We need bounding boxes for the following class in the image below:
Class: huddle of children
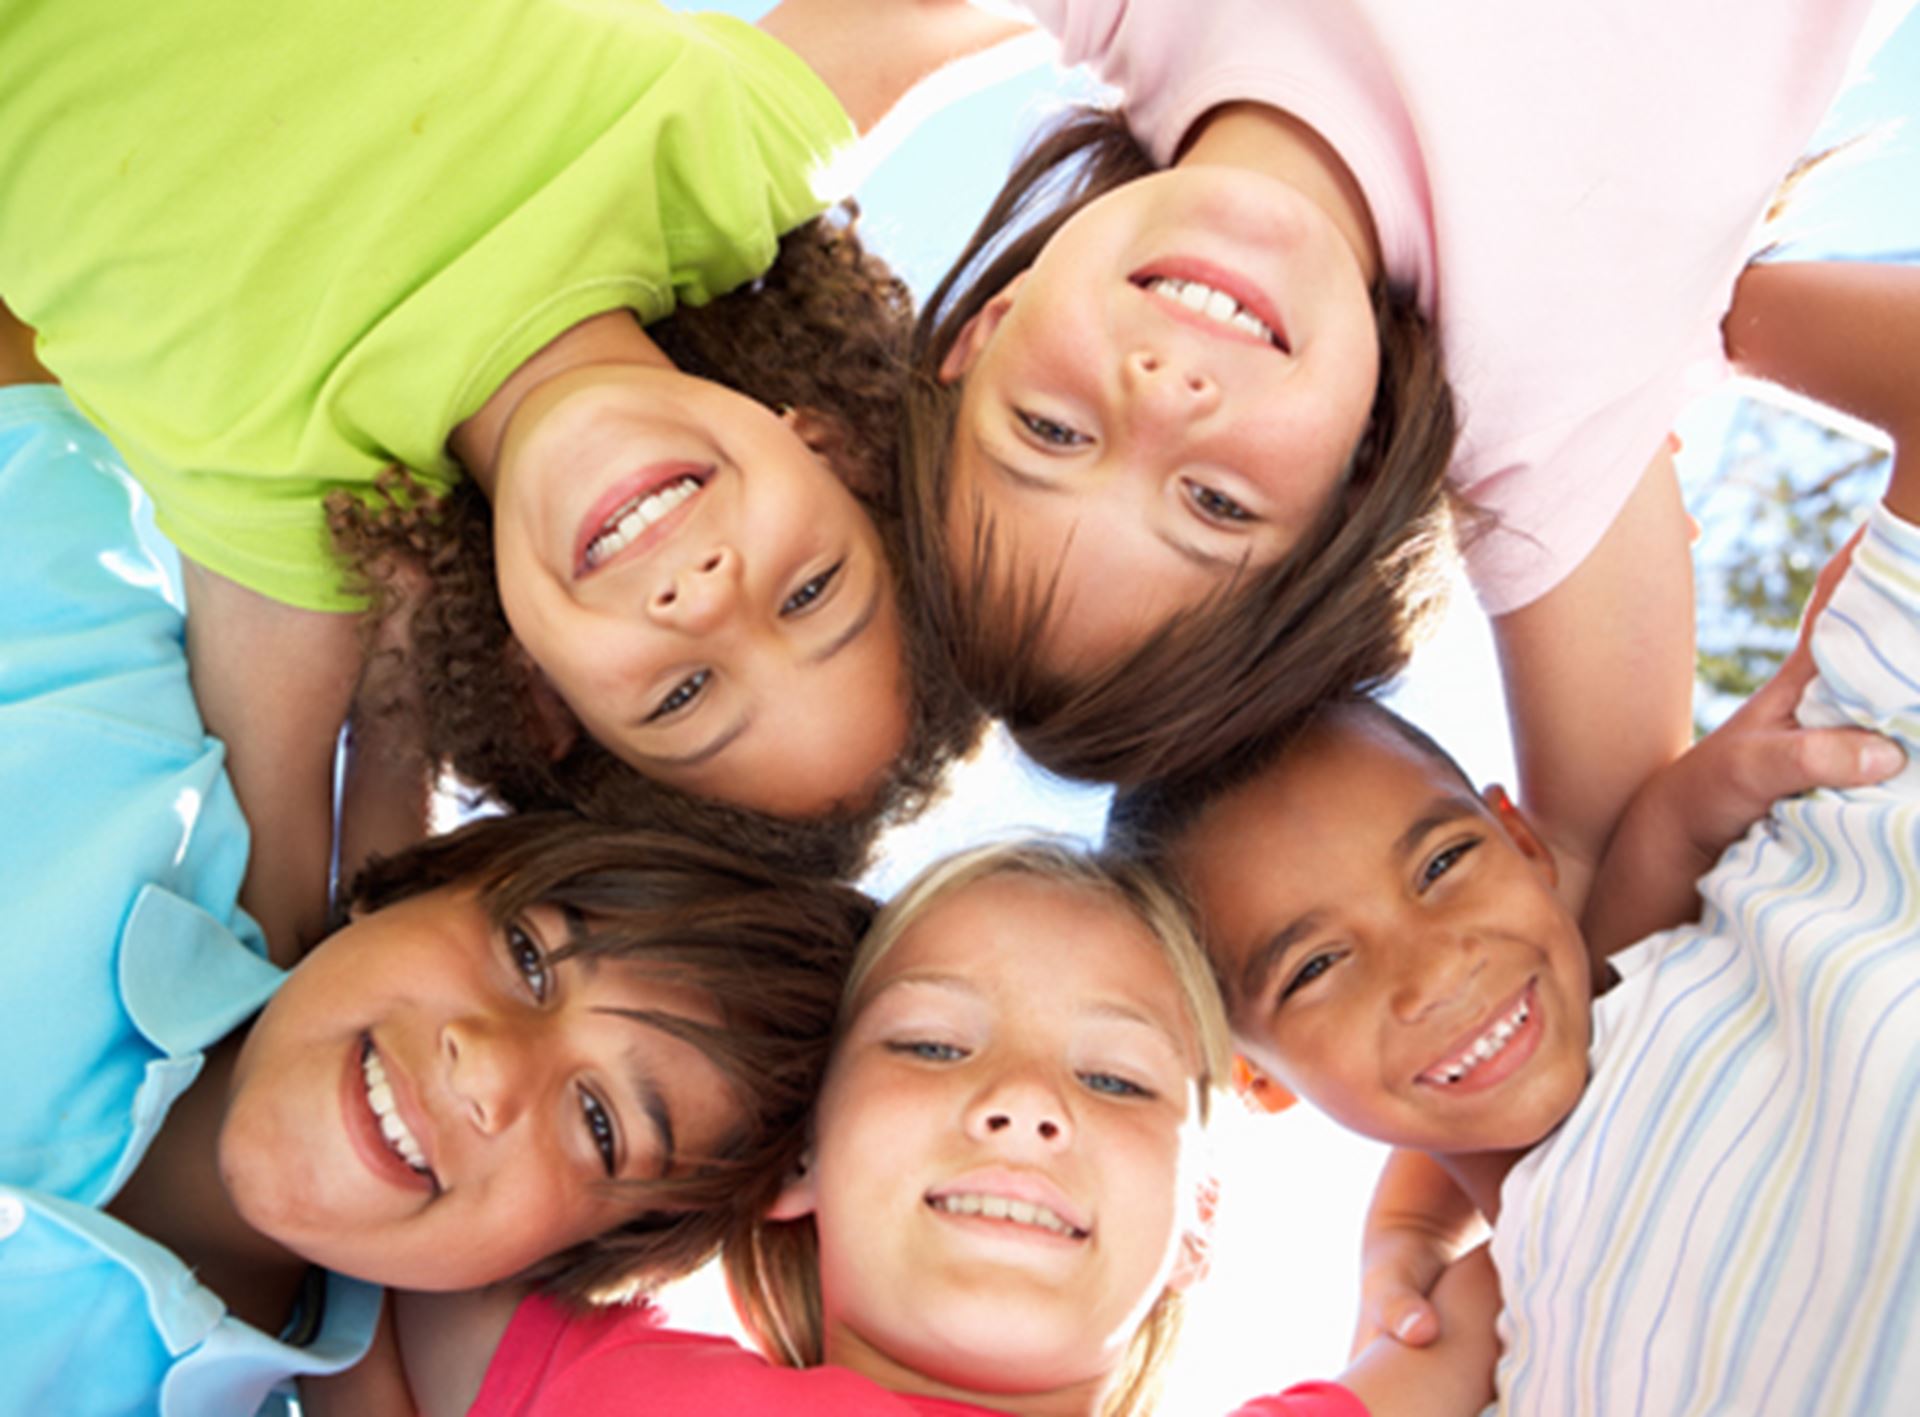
[4,0,1917,1412]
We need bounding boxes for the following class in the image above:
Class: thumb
[1736,727,1905,810]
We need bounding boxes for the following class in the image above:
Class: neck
[1178,102,1381,288]
[106,1034,310,1334]
[821,1324,1110,1417]
[448,308,675,496]
[1435,1146,1526,1223]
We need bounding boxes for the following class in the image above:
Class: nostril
[1186,374,1207,393]
[1037,1120,1059,1140]
[986,1113,1010,1132]
[701,550,724,573]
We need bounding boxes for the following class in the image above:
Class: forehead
[861,874,1194,1045]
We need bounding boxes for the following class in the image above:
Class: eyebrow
[1393,795,1482,861]
[650,713,751,769]
[982,442,1245,573]
[1239,911,1325,1010]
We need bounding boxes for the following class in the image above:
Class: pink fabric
[1026,0,1907,610]
[471,1294,1364,1416]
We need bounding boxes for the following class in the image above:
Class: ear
[1230,1054,1297,1115]
[511,645,580,762]
[1168,1173,1220,1293]
[1482,784,1558,889]
[936,274,1026,385]
[765,1153,818,1223]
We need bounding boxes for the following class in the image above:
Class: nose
[440,1015,540,1136]
[1389,927,1487,1026]
[964,1064,1073,1151]
[1121,347,1221,446]
[648,545,741,633]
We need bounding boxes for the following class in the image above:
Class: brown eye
[1017,409,1091,448]
[647,669,710,722]
[782,561,842,615]
[1185,480,1253,523]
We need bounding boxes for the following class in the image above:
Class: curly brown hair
[344,810,875,1298]
[899,109,1459,788]
[330,208,982,878]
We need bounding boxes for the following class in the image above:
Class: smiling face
[940,166,1379,673]
[219,884,738,1291]
[788,874,1209,1406]
[488,363,910,818]
[1171,708,1593,1157]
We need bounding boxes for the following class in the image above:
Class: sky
[661,1,1920,1404]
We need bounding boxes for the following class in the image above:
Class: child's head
[727,841,1230,1416]
[900,109,1456,786]
[334,210,981,875]
[1120,700,1592,1159]
[218,812,875,1297]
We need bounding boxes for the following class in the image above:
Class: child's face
[490,364,909,818]
[220,883,739,1290]
[938,166,1378,673]
[789,875,1208,1401]
[1171,710,1592,1156]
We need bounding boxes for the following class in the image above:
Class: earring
[1231,1055,1296,1115]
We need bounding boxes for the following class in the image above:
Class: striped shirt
[1492,502,1920,1415]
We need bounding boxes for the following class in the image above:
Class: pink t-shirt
[1026,0,1908,611]
[471,1294,1367,1416]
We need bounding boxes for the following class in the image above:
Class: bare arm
[1492,444,1697,913]
[1352,1150,1483,1355]
[181,560,360,966]
[1339,1246,1501,1417]
[758,0,1036,137]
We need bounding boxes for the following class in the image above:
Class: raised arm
[1490,441,1698,913]
[758,0,1036,137]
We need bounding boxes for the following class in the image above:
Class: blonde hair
[725,839,1231,1415]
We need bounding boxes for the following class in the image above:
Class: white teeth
[584,476,702,569]
[361,1047,429,1173]
[1143,277,1279,346]
[1427,997,1532,1086]
[930,1192,1083,1237]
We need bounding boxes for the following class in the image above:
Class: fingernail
[1395,1311,1424,1340]
[1862,741,1906,779]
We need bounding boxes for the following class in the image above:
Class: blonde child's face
[220,883,738,1290]
[490,363,910,818]
[1172,709,1593,1157]
[784,874,1209,1403]
[937,165,1378,673]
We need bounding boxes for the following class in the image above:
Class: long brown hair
[331,207,982,877]
[900,108,1458,788]
[345,811,876,1298]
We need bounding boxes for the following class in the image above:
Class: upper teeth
[1143,277,1278,345]
[584,476,701,570]
[930,1192,1085,1237]
[1428,996,1531,1085]
[362,1046,429,1173]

*-*-*

# [Brief]
Produce verbatim the lines starting at the one with "Class: blonde hair" and ending at the last line of the material, both ends included. Add no other line.

# [Written answer]
Class: blonde hair
[725,839,1231,1415]
We need bounding boxes for the following class in the image above:
Class: white teeth
[584,476,702,569]
[361,1047,429,1173]
[1143,277,1279,346]
[1427,997,1532,1086]
[930,1192,1083,1237]
We need bounding boxes for the following class in the image above:
Class: fingernail
[1395,1311,1424,1340]
[1862,741,1906,779]
We need bounding boxes for the following class in the image above:
Class: blonde child's face
[220,883,738,1290]
[490,363,910,818]
[1172,709,1593,1157]
[784,874,1209,1403]
[937,165,1378,673]
We need bounding boxes for the following class in the image above:
Class: long brown hair
[331,207,982,877]
[900,108,1458,788]
[345,811,876,1298]
We need bounding boxes for the following class in the image above:
Class: upper teeth
[1143,277,1278,345]
[584,476,701,570]
[930,1192,1085,1237]
[1428,996,1531,1085]
[362,1046,429,1173]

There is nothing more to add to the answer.